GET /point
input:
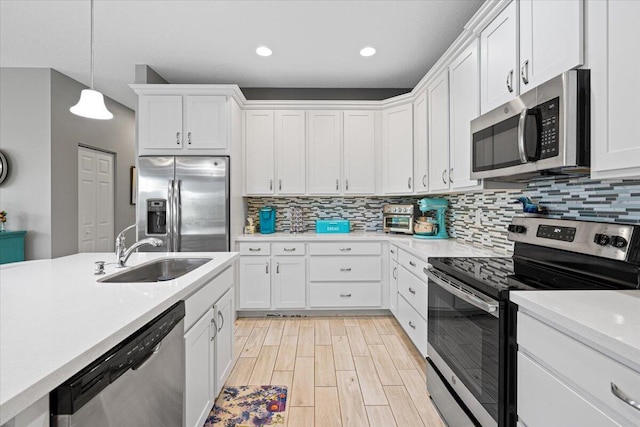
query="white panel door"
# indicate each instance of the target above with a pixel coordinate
(465, 106)
(615, 88)
(255, 282)
(224, 317)
(259, 152)
(551, 39)
(420, 145)
(499, 59)
(290, 143)
(290, 282)
(199, 375)
(438, 131)
(325, 152)
(205, 122)
(160, 123)
(359, 152)
(397, 150)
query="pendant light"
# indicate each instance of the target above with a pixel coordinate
(91, 103)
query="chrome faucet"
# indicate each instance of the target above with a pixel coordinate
(123, 254)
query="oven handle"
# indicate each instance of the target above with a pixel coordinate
(449, 285)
####
▶ _Task_:
Leave the pictures out and print every record exactly.

▶ _Answer to this problem_:
GET /point
input:
query="white panel door"
# indicate each instance of the target above with a pixel coordinate
(465, 106)
(615, 88)
(255, 282)
(224, 317)
(259, 152)
(551, 39)
(420, 145)
(499, 59)
(290, 143)
(290, 282)
(199, 375)
(438, 131)
(325, 152)
(205, 122)
(160, 123)
(359, 152)
(397, 150)
query="pendant light"
# indicate each instance of the target above with a pixel coordinate
(91, 103)
query="chrome faucet"
# indicate each instance of the target above with a pixel coordinate
(123, 254)
query="oven handle"
# indicate each instance of the target above with a pixel coordinate
(449, 285)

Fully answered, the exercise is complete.